**Texto de leitura**
#####
No planeta em que habito – Júpiter – há melodia
em toda parte: no murmúrio da água, no crepitar das folhas, no canto do
vento; as flores sussurram e cantam; tudo torna os sons melodiosos. Sê bom;
conquista esse planeta por tuas virtudes; bem escolheste, cantando a Deus: a
música religiosa auxilia a elevação da alma. Como gostaria de vos poder
inspirar o desejo de ver esse mundo onde somos tão felizes! Todos somos
caridosos; tudo ali é belo e a Natureza é tão admirável! Tudo nos inspira o
desejo de estar com Deus. Coragem! Coragem! Acreditai em minha comunicação
espírita: sou eu mesmo que aqui me encontro; desfruto do poder de vos dizer o
que experimentamos; possa eu vos inspirar bastante o amor ao bem, para vos
tornardes dignos desta recompensa, que nada é ao lado de outras a que aspiro!
#####
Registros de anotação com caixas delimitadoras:
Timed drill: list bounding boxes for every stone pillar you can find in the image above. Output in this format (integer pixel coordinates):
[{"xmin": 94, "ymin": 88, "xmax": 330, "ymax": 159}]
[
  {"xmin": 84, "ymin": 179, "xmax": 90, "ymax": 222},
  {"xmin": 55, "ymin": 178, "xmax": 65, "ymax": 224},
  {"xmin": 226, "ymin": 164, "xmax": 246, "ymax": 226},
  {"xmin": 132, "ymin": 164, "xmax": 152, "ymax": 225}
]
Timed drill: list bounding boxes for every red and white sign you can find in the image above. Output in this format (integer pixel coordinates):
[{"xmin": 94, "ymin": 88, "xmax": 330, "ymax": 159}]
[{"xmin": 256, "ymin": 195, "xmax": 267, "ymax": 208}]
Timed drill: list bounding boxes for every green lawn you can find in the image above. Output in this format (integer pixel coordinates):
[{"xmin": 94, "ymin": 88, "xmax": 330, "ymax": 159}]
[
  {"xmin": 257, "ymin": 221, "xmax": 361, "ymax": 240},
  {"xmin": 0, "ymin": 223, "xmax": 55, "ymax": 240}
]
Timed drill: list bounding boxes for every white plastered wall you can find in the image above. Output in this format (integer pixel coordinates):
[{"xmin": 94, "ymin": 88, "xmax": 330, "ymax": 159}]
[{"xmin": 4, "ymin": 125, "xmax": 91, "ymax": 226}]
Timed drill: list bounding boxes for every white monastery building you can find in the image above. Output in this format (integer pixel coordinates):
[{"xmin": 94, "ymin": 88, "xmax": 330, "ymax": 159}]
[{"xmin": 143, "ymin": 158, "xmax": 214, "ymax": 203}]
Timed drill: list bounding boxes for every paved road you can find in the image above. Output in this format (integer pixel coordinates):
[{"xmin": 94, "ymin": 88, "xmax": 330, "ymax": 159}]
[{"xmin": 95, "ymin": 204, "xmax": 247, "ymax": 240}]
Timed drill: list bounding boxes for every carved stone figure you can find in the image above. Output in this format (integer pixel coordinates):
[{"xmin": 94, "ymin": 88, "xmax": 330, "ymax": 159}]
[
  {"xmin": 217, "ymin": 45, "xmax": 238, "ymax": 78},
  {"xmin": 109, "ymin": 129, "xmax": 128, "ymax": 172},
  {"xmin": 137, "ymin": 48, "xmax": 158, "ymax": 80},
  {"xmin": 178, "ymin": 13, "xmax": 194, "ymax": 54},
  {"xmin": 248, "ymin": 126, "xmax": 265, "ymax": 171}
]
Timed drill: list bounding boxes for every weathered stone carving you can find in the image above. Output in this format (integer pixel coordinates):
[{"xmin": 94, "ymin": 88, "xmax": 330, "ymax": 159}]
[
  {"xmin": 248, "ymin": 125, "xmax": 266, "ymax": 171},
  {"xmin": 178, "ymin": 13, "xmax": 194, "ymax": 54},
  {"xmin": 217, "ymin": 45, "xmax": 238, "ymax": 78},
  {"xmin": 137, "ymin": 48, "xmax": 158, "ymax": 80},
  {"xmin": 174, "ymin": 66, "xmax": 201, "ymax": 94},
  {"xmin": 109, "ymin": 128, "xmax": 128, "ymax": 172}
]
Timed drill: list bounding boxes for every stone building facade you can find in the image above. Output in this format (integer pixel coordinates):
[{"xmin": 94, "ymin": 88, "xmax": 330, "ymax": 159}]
#####
Reproduza sem alterações o trecho do texto sobre Júpiter que se inicia pelas palavras "No planeta em" e se encerra em "a que aspiro!". Os registros não têm relação alguma com o texto sobre Júpiter.

**Resposta da tarefa**
No planeta em que habito – Júpiter – há melodia
em toda parte: no murmúrio da água, no crepitar das folhas, no canto do
vento; as flores sussurram e cantam; tudo torna os sons melodiosos. Sê bom;
conquista esse planeta por tuas virtudes; bem escolheste, cantando a Deus: a
música religiosa auxilia a elevação da alma. Como gostaria de vos poder
inspirar o desejo de ver esse mundo onde somos tão felizes! Todos somos
caridosos; tudo ali é belo e a Natureza é tão admirável! Tudo nos inspira o
desejo de estar com Deus. Coragem! Coragem! Acreditai em minha comunicação
espírita: sou eu mesmo que aqui me encontro; desfruto do poder de vos dizer o
que experimentamos; possa eu vos inspirar bastante o amor ao bem, para vos
tornardes dignos desta recompensa, que nada é ao lado de outras a que aspiro!